Extrait fourni =

────────

C'est une antienne que le cyclisme français connaît trop bien : qui pour succéder un jour à Bernard Hinault, dernier Tricolore vainqueur du Tour de France en 1985 ? Ça fait 30 ans que ça dure et ça durera un an de plus. Car, malgré la date anniversaire et la bonne volonté de tous, le meilleur coureur français, Romain Bardet (AG2R-La Mondiale), n'a pu faire mieux que 9e du Tour 2015. Que le double podium de 2014 avec Jean-Christophe Péraud (AG2R-La Mondiale) et Thibaut Pinot (FDJ) entourant Vincenzo Nibali, l'an dernier, sur les Champs-Elysées, nous semble loin. Et quand on entend que le vainqueur de l'édition 2015, Christopher Froome, 30 ans, entend encore courir pendant six, sept, huit saisons, voilà qui a de quoi nourrir notre cafard...

Un podium 2014 en trompe-l’œil. Sur le Tour 2014, Péraud, Pinot mais aussi Bardet (6e) avaient joué les premiers rôles au classement général. Cela nous avait valu une belle dose d'excitation. Mais s'ils avaient pu disputer la gagne (ou presque hein, car Nibali était quand même au-dessus du lot), c'est aussi parce que d'autres n'étaient pas (Quintana) ou plus là (Contador et Froome ont abandonné suite à des chutes lors de la première semaine).

Cette année, les Français sont rapidement rentrés dans le rang : dès la première semaine, nos deux principales chances françaises, Pinot et Bardet, étaient largement distancées. Et pourtant, les kilomètres contre-la-montre, discipline où nos meilleurs coureurs souffrent beaucoup, étaient réduits cette année à la portion congrue. Aïe, aïe, aïe !

Mais plutôt que de céder à l'abattement d'un début de Tour manqué, Pinot et Bardet ont relevé la tête, d'abord sans gagner (ils se sont regardés en chiens de faïence sur la route de Mende) puis en gagnant, chacun leur tour, l'un à Saint-Jean-de-Maurienne, l'autre à l'Alpe d'Huez. Comme le dit fort joliment le journaliste Philippe Brunel dans L'Equipe de lundi, parfois le palmarès compte moins que l'empreinte...

────────

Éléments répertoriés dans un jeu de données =
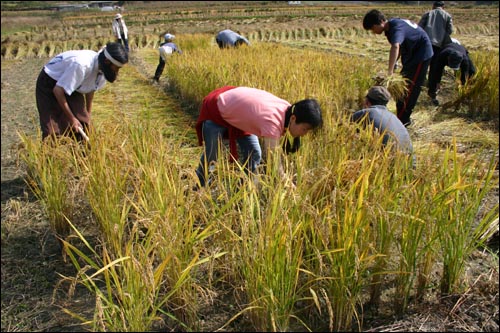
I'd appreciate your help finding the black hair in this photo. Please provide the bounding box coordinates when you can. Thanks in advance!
[97,42,128,82]
[363,9,386,30]
[106,42,128,64]
[366,96,388,105]
[283,99,323,154]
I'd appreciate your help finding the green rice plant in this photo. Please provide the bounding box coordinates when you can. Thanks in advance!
[80,124,131,257]
[234,154,307,332]
[19,134,81,239]
[433,142,498,295]
[441,51,499,119]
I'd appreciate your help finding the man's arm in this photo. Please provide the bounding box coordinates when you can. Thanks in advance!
[52,85,82,131]
[387,43,399,76]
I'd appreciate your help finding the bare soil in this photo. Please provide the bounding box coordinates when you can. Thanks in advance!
[1,16,499,332]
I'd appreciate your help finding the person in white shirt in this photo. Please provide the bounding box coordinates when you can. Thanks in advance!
[153,33,182,82]
[113,14,129,52]
[215,29,250,49]
[36,42,128,141]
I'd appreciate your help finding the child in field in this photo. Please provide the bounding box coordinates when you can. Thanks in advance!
[363,9,433,126]
[215,29,250,49]
[351,86,415,167]
[153,33,182,82]
[36,43,128,141]
[113,14,129,52]
[427,40,476,105]
[196,86,322,186]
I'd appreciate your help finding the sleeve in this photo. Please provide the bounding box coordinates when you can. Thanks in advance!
[446,15,453,35]
[351,110,366,123]
[418,12,429,29]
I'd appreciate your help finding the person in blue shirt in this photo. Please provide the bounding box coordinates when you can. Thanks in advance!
[363,9,433,126]
[215,29,250,49]
[427,40,476,106]
[153,33,182,82]
[350,86,416,168]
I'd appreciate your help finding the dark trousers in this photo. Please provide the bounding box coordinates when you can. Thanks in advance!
[117,35,129,53]
[396,59,431,125]
[154,57,165,81]
[427,45,441,98]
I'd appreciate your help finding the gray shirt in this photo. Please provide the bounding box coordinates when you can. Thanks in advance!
[418,7,453,47]
[351,105,415,163]
[215,29,250,46]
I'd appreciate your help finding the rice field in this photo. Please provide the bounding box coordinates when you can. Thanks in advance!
[2,3,498,332]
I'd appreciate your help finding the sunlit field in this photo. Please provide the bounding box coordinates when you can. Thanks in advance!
[2,2,499,332]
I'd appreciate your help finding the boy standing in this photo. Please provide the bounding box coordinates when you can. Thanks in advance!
[363,9,433,126]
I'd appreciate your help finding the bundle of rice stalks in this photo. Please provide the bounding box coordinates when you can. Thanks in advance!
[372,73,408,101]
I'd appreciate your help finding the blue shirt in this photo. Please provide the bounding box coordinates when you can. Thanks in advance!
[215,29,250,46]
[385,18,433,67]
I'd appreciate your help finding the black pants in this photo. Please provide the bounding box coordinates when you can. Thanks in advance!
[396,59,431,125]
[154,57,165,81]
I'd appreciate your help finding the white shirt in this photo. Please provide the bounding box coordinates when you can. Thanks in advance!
[44,50,106,95]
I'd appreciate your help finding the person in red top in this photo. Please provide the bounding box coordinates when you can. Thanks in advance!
[196,86,322,186]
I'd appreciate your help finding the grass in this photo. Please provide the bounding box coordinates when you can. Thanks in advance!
[4,1,498,331]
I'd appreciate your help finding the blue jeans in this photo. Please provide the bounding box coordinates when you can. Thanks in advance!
[196,120,262,186]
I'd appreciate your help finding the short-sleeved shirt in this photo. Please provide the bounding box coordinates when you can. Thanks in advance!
[351,105,413,154]
[158,42,182,61]
[215,29,250,46]
[217,87,291,138]
[385,18,433,67]
[44,50,106,95]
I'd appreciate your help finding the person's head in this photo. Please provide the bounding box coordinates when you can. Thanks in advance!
[283,99,323,154]
[363,9,387,35]
[432,1,444,9]
[97,42,128,82]
[365,86,391,105]
[163,33,175,42]
[234,38,247,47]
[448,52,464,71]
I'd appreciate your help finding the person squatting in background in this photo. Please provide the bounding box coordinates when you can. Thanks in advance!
[36,43,128,141]
[418,1,453,103]
[196,86,323,186]
[351,86,416,168]
[215,29,250,49]
[113,14,129,52]
[363,9,433,126]
[427,40,476,105]
[153,33,182,82]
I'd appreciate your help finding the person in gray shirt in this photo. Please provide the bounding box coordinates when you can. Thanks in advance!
[215,29,250,49]
[418,1,453,103]
[351,86,416,168]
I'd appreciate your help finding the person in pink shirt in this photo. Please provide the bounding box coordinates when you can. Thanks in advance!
[196,86,322,186]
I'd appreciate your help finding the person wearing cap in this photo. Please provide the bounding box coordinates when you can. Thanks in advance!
[35,42,128,141]
[350,86,415,167]
[113,13,129,52]
[418,1,454,104]
[153,33,182,82]
[215,29,250,49]
[427,41,476,106]
[196,86,322,188]
[363,9,433,126]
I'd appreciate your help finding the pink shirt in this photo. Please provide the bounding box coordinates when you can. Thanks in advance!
[217,87,291,138]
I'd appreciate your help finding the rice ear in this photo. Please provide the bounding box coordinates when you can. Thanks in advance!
[372,73,409,101]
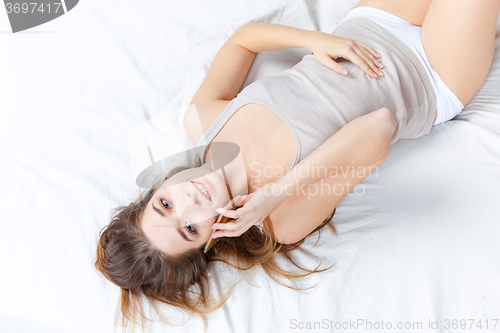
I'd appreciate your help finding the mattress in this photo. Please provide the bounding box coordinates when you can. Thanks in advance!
[0,0,500,333]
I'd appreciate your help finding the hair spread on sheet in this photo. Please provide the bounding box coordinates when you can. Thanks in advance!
[95,155,336,329]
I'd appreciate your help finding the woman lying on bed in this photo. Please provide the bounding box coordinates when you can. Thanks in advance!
[96,0,500,326]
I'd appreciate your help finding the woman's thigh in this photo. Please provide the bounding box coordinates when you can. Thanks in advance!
[422,0,500,105]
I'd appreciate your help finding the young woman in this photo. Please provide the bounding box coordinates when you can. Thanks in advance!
[96,0,500,326]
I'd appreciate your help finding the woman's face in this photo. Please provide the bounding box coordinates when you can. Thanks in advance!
[140,165,229,255]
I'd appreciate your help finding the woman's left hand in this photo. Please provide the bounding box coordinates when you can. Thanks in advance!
[212,183,284,238]
[306,31,384,78]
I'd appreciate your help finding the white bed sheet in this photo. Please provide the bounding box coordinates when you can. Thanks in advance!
[0,0,500,333]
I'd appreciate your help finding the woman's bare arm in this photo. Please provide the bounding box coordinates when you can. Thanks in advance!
[214,108,395,239]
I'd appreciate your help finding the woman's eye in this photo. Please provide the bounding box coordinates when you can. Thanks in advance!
[160,199,172,209]
[186,223,196,234]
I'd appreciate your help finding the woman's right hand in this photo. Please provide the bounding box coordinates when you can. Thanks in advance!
[213,182,287,237]
[306,31,384,78]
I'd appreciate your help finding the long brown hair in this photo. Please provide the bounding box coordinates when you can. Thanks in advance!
[95,160,336,328]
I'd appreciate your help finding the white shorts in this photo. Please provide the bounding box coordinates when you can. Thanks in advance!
[342,7,464,126]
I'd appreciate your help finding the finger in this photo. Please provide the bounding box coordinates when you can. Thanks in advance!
[215,207,241,219]
[212,224,248,238]
[316,54,347,75]
[358,42,380,58]
[354,48,384,77]
[238,192,255,206]
[212,219,245,231]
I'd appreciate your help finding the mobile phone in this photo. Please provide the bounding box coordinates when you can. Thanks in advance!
[203,194,241,253]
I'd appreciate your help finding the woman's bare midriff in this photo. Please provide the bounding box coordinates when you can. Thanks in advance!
[354,0,432,26]
[207,103,296,193]
[354,0,439,124]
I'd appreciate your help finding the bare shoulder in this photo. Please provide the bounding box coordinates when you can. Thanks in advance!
[183,100,230,145]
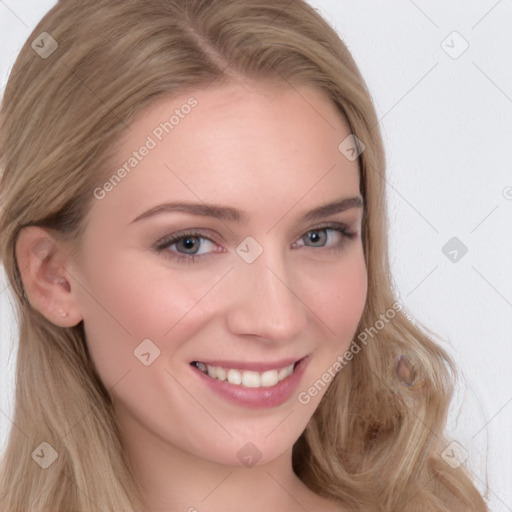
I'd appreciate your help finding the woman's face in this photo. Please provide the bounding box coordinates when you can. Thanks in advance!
[69,83,367,465]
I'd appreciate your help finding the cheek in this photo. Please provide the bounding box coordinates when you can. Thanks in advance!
[312,246,368,346]
[75,252,221,386]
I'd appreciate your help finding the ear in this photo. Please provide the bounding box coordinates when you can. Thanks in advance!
[16,226,83,327]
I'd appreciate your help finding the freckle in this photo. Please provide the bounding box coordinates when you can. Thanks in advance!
[395,354,418,388]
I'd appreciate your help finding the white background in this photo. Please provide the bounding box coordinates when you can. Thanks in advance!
[0,0,512,511]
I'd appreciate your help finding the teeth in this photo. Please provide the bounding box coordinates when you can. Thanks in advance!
[194,361,294,388]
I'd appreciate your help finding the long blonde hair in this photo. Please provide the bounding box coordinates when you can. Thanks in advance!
[0,0,487,512]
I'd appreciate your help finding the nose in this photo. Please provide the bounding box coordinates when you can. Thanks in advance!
[227,245,309,342]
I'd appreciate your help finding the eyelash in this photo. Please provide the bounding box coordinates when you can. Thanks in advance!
[154,223,357,263]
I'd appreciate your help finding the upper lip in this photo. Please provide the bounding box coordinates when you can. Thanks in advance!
[192,356,305,372]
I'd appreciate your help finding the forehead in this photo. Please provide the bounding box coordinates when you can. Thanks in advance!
[89,82,359,222]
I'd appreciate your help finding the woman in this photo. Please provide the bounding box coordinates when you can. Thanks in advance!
[0,0,487,512]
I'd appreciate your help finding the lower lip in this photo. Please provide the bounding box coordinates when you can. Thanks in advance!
[191,356,309,409]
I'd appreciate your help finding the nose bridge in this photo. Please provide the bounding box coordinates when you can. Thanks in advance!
[229,244,307,340]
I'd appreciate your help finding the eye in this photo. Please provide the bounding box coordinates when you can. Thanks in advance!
[154,223,357,263]
[155,231,222,262]
[292,223,356,249]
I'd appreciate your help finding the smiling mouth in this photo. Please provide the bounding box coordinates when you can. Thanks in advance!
[190,360,301,388]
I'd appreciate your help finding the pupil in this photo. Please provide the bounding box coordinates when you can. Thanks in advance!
[183,238,195,249]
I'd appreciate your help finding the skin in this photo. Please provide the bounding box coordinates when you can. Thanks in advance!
[17,82,367,512]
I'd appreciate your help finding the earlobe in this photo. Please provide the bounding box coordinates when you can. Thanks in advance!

────────

Consigne 1 =
Citez le passage de l'extrait commençant par « Un podium 2014 » et se terminant par « Aïe, aïe, aïe ! ».
Consigne 2 =
Résumez l'extrait en deux phrases.
Consigne 3 =
D'après l'extrait, quelle place Romain Bardet a-t-il obtenue au Tour de France 2015 ?
Appuyez-vous exclusivement sur l'extrait.

Réponse 1 =
Un podium 2014 en trompe-l’œil. Sur le Tour 2014, Péraud, Pinot mais aussi Bardet (6e) avaient joué les premiers rôles au classement général. Cela nous avait valu une belle dose d'excitation. Mais s'ils avaient pu disputer la gagne (ou presque hein, car Nibali était quand même au-dessus du lot), c'est aussi parce que d'autres n'étaient pas (Quintana) ou plus là (Contador et Froome ont abandonné suite à des chutes lors de la première semaine).

Cette année, les Français sont rapidement rentrés dans le rang : dès la première semaine, nos deux principales chances françaises, Pinot et Bardet, étaient largement distancées. Et pourtant, les kilomètres contre-la-montre, discipline où nos meilleurs coureurs souffrent beaucoup, étaient réduits cette année à la portion congrue. Aïe, aïe, aïe !

Réponse 2 =
Aucun Français n'a remporté le Tour de France depuis Bernard Hinault en 1985, et en 2015 le meilleur d'entre eux, Romain Bardet, n'a terminé que 9e, loin du double podium de 2014 obtenu en partie grâce à l'absence de Quintana et aux abandons de Contador et de Froome. Distancés dès la première semaine de 2015, Pinot et Bardet ont ensuite relevé la tête en remportant chacun une étape, à Saint-Jean-de-Maurienne et à l'Alpe d'Huez.

Réponse 3 =
Il a terminé 9e.